EXERCISE A - Reproduce, word for word, the part of the article on Turkey's raids against Islamic State suspects between "Turkey’s government says" and "city of Yalova.", inclusive.
EXERCISE B -
Answer these questions from the article on Turkey's raids against Islamic State suspects:
(i) Across how many provinces did Turkish authorities round up suspects in the Wednesday morning arrests?
(ii) In which city did Tuesday's shootout between Turkish police and suspected IS members take place?
(iii) How many Turkish police were killed in Tuesday's clash?

Turkey’s government says it has detained more than 100 Islamic State suspects in nationwide raids, as the group shows signs of intensified regional activity after a period of relative dormancy.
Turkey’s Interior Minister Ali Yerlikaya announced the Wednesday morning arrests in a social media post, saying Turkish authorities rounded up 125 suspects across 25 provinces, including Ankara.
The operation is the third of its kind in less than a week during the holiday season, and follows a deadly shootout on Tuesday between Turkish police and suspected IS members in the northwestern city of Yalova.
“Those who seek to harm our brotherhood, our unity, our togetherness … will only face the might of our state and the unity of our nation,” wrote Yerlikaya.
Tuesday’s clash killed three Turkish police and six suspected IS members, all Turkish nationals. A day later, Turkish security forces arrested 357 suspected IS members in a coordinated crackdown.

RECORDED INFORMATION -
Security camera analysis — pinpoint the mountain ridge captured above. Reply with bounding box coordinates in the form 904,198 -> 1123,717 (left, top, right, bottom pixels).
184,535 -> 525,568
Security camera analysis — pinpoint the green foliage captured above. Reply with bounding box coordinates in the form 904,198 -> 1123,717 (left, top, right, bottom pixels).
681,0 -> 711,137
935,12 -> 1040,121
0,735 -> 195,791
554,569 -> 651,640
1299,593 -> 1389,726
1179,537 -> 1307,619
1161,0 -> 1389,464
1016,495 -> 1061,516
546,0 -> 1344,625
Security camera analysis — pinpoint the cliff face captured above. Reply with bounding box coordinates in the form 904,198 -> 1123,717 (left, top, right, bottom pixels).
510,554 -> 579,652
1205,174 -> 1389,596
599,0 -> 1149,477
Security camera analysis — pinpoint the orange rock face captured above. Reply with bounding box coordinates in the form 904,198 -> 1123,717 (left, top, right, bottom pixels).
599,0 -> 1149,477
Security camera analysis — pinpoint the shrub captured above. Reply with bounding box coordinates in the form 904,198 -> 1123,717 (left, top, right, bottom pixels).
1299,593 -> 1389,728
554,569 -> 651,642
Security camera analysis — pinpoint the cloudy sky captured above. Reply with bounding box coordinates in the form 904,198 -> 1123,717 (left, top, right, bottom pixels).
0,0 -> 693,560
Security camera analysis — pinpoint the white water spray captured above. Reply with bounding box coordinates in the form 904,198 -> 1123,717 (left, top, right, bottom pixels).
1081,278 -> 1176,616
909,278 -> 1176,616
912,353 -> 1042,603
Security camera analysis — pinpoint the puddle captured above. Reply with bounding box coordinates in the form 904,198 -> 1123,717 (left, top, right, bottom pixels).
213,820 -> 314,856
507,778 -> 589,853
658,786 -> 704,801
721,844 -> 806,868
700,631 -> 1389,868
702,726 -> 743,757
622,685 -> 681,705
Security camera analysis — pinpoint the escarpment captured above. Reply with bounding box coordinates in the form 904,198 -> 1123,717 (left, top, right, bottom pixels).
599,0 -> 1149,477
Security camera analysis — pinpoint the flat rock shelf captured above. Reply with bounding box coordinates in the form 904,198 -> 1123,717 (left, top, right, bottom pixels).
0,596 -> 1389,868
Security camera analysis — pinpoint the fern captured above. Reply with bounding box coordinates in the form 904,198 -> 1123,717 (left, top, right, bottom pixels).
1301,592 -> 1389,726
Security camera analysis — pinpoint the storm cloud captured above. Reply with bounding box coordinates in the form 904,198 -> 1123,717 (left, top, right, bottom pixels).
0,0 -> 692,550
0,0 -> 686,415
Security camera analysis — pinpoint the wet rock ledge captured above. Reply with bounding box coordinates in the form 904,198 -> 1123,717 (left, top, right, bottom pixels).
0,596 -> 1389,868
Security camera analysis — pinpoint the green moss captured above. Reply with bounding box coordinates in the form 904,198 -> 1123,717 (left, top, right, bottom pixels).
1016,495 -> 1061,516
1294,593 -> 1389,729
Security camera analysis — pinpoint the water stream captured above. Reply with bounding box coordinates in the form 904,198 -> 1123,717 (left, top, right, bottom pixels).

EXERCISE OUTPUT A -
Turkey’s government says it has detained more than 100 Islamic State suspects in nationwide raids, as the group shows signs of intensified regional activity after a period of relative dormancy.
Turkey’s Interior Minister Ali Yerlikaya announced the Wednesday morning arrests in a social media post, saying Turkish authorities rounded up 125 suspects across 25 provinces, including Ankara.
The operation is the third of its kind in less than a week during the holiday season, and follows a deadly shootout on Tuesday between Turkish police and suspected IS members in the northwestern city of Yalova.

EXERCISE OUTPUT B -
(i) 25
(ii) Yalova
(iii) Three